▶ [Written exercise]
Please render these items as a two-column CSV with the headers "request" and "points", one row per item, putting its text and its answer each in a single quoted field with line breaks replaced by spaces. Leave the pictures out.

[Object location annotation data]
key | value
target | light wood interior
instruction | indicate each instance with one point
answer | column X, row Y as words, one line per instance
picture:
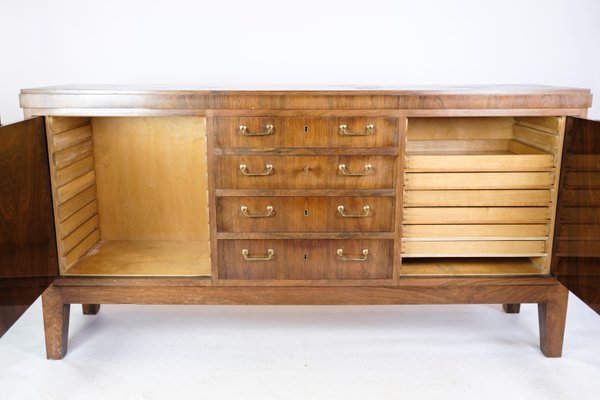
column 479, row 194
column 468, row 266
column 128, row 192
column 145, row 258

▶ [Task answer]
request,points
"key | value target | light wood interior instruction | indicate each instance with one point answer | column X, row Y as words, one line per instance picture:","column 479, row 194 column 468, row 266 column 128, row 192 column 145, row 258"